The request: Translate this sentence from the sermon excerpt below into Spanish: "When Paul left the open door at Troas, he knew that if God had opened that door that it would be open when he came back."

Page extract:
You see Paul shows us that God is more concerned with a hurting brother than what we call ministry sometimes. It wasn’t an emotional whim that caused Paul to leave an open door of ministry and go looking for a brother who might be in trouble. Christ had led Paul to go after Titus. Now, how do we know that? From the text, how do we know that? I’ll tell you how: because Paul was a man that was chained to the chariot of the Lord Jesus Christ, so wherever Christ was leading, he didn’t tell Christ where to go, he was chained to His chariot.

Verse 14 says, “But thanks be to God, who always leads us in His triumph in Christ, and manifests through us the sweet aroma of the knowledge of Him in every place.” Now, Paul uses a powerful imagery here from the Roman culture. And what he was doing was describing his own submission to the lordship of Christ in his life. “Chained to His chariot” was a beautiful picture of that imagery. He’s talking about a triumphant processional of a conquering general. And when that conquering general would come through town, with that gold embroidered robe with flowers and the four horses that were drawing it and the branch in his hand and the baton in the other, but chained to his chariot were the generals of battle that he had conquered. And Paul’s analogy is, Christ is that conquering general and the believers who are allowing Him in their life to speak through and say to them what He wants to say, to conquer their lives daily to where they are totally captive to Him, those are the ones chained to His chariot of victory.

If we’re willing to let Christ conquer every area of our sinful self, then we walk in His victory wherever we go, whether it be through an open door of ministry or if God leads us away, it’s Him leading us away and we walk in victory wherever we are. When Paul left the open door at Troas, he knew that if God had opened that door that it would be open when he came back. No man could close that door.

And Paul goes on to show that the person that is chained to the chariot, there’s a sweet fragrance that comes from their life that speaks of Christ. Wherever he goes people see that’s a man under the lordship of Christ. Verses 15-16 says, “For we are a fragrance of Christ to God among those who are being saved and among those who are perishing; to the one an aroma from death to death, to the other an aroma from life to life. And who is adequate for these things?” We could put it this way: Paul says some are going to like it and some aren’t going to like it when we are slaves to Christ, when we’re slaves of His righteousness as he says in Romans; when we’re chained to His chariot. Some will, some won’t; and he says, “So be it.” In fact, he’s so overwhelmed with that he says, “Who is adequate for these things.”

Listing:
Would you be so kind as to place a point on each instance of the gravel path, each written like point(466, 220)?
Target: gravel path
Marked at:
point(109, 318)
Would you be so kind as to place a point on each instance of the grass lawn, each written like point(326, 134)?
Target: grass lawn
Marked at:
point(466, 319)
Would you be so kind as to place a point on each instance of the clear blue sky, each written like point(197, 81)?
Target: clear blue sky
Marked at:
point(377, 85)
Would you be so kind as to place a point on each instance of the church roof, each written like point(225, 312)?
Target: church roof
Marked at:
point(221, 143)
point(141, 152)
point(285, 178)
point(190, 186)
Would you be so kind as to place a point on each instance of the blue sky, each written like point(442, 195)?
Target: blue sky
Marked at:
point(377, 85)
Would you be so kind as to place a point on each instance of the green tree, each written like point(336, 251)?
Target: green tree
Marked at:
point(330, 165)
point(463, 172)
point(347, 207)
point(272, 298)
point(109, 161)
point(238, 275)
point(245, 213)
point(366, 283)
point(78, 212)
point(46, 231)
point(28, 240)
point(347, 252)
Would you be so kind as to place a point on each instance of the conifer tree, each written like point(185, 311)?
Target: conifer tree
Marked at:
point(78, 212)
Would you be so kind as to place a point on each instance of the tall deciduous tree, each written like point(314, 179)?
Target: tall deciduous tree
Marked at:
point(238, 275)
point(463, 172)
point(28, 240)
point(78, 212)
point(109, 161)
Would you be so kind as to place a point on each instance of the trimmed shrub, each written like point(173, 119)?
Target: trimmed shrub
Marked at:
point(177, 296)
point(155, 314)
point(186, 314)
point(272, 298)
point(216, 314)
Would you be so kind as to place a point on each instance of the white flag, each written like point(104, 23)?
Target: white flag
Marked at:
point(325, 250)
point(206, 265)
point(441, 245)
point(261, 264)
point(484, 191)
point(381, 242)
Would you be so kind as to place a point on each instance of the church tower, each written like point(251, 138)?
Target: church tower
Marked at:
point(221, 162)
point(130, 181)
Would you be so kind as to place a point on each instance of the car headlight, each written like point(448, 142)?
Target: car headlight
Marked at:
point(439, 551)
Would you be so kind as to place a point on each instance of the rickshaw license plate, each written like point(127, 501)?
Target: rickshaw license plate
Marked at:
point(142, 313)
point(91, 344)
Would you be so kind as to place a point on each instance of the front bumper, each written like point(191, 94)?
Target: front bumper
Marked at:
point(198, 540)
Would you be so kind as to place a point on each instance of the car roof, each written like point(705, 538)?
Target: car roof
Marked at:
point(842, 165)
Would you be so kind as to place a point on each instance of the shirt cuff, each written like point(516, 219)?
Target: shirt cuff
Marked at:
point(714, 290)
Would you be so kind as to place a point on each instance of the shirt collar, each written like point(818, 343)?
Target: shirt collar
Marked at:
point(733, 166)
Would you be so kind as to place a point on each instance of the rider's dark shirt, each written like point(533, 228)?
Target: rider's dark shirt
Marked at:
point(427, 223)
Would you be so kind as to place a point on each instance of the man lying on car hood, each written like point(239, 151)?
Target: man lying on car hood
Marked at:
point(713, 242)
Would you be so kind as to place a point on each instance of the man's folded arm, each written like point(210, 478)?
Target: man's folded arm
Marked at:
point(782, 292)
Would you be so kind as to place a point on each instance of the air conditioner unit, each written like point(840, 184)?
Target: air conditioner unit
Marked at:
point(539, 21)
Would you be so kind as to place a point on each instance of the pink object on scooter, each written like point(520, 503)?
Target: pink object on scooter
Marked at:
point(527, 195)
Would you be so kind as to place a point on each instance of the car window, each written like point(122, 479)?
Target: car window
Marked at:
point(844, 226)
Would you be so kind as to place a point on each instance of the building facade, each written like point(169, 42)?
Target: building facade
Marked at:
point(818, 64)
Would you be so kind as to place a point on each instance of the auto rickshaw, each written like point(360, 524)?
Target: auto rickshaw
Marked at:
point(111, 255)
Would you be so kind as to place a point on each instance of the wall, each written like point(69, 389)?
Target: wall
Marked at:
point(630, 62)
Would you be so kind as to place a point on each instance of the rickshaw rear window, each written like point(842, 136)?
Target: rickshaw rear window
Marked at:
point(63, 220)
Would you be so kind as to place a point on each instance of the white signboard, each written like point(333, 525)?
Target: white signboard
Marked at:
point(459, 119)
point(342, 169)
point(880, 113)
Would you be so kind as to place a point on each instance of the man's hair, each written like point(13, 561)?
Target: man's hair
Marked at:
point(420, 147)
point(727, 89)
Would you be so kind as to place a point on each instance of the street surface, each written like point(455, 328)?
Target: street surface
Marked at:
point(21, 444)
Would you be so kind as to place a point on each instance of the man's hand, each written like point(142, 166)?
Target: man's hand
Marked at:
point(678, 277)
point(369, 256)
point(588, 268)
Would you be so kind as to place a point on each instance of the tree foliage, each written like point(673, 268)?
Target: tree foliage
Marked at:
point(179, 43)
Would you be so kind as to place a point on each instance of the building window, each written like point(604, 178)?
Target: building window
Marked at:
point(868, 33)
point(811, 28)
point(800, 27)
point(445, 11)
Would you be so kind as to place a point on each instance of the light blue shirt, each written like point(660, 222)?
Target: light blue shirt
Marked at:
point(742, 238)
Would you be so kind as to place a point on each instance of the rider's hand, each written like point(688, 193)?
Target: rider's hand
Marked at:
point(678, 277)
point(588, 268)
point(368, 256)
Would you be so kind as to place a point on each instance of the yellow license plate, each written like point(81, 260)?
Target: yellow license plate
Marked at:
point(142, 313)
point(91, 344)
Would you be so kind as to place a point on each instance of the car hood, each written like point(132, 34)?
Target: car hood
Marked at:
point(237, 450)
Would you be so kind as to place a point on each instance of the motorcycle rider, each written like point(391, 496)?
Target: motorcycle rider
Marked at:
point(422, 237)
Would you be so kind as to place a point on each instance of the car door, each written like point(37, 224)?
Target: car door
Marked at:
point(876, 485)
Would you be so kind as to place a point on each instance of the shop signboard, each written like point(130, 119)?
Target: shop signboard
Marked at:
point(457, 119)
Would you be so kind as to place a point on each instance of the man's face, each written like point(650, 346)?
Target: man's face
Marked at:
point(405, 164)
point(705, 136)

Exercise result: Cuando Pablo dejó la puerta abierta en Troas, sabía que, si Dios había abierto esa puerta, estaría abierta cuando él regresara.